START PAGE EXCERPT

My Dad has stomach cancer and decided to end aggressive chemo and radiation treatments which made him feel even sicker and depleted his agency, his ability even to talk with me and my sibs long distance over the phone. So I’m headed there in a couple days. To companion, to take some of the load off his working wife’s shoulders, and to have The Conversation about how he wants to make this transition. The one element I’m certain of is his wish for dignity as his time approaches.
Over the past couple weeks, I’ve been asking close friends and colleagues about their experiences. What is important to do or not do? What needs to be said? What do you wish you had said but didn’t? I am grateful for their willingness to share feelings and wisdom gained from companioning parents along the way to the end of life. Research and information gathering is one of my coping strategies though it is likely to stop working for me in the end. Overwhelming, cleansing grief is coming my way and I expect to make the most of it.
An earlier generation talked more openly about death. You wouldn’t know it by just looking at us, but my people are country people at core. I heard the stories of church brothers building pine box coffins out in the yard while the women cooked and laid out the body inside. One tradition that still exists is taking a photo of the deceased in their open coffin. I don’t think Dad’s going to have any of that. I’ll know more later.
One thing I do know is there is a looming social crisis that too often remains private and is not openly discussed. Caring for aging parents and ourselves is a growing generational and national crisis for Baby Boomers. We need well trained and well compensated care givers for in home care at the end of life. In my family, one of the biggest fears is dying in a nursing home. If we have children, they often live long distances away, have families of their own, and are both working outside the home. Elderly parents wonder “Who is going to take care of me?”
This is a major social and economic policy challenge and an opportunity for integrated approaches to social change for mission-centered congregations. I am so relieved to learn about a transformational movement gaining strength today while linking together issues of racial justice and economic justice, domestic workers and living wages, immigration reform and economic justice, and gender justice as so many care givers are women with families of their own. Caring Across Generations is a smart, love-based coalition working to bridge the gap between the needs of an aging population and a growing demand for well-paid and well-trained domestic workers in our communities.
It is good for me to know religious communities are already participating in de-privatizing this important public issue by hosting Dialogues in their congregations among care providers, families, and social change agents.
As our family companions Dad in making this transition, I want the people helping us care for him to be not only well-trained but well paid and enjoying their work. In the end, all families want that for all involved.

END PAGE EXCERPT
START PROVIDED MATERIAL

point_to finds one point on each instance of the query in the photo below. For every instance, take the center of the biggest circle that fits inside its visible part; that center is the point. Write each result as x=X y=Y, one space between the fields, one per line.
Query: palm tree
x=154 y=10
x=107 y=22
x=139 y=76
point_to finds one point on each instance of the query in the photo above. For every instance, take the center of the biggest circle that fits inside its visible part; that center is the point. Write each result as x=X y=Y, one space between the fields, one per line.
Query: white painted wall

END PROVIDED MATERIAL

▸ **WHAT TO PRODUCE**:
For each statement below, say yes or no to whether it agrees with the essay about caring for a dying father, and quote the essay's words that decide it.
1. The writer's father chose to continue aggressive chemo and radiation treatments.
2. In the writer's family, dying in a nursing home is one of the biggest fears.
3. Caring Across Generations is described as a coalition.

▸ **REPLY TO THE TASK**:
1. No: "decided to end aggressive chemo and radiation treatments"
2. Yes: "In my family, one of the biggest fears is dying in a nursing home."
3. Yes: "Caring Across Generations is a smart, love-based coalition"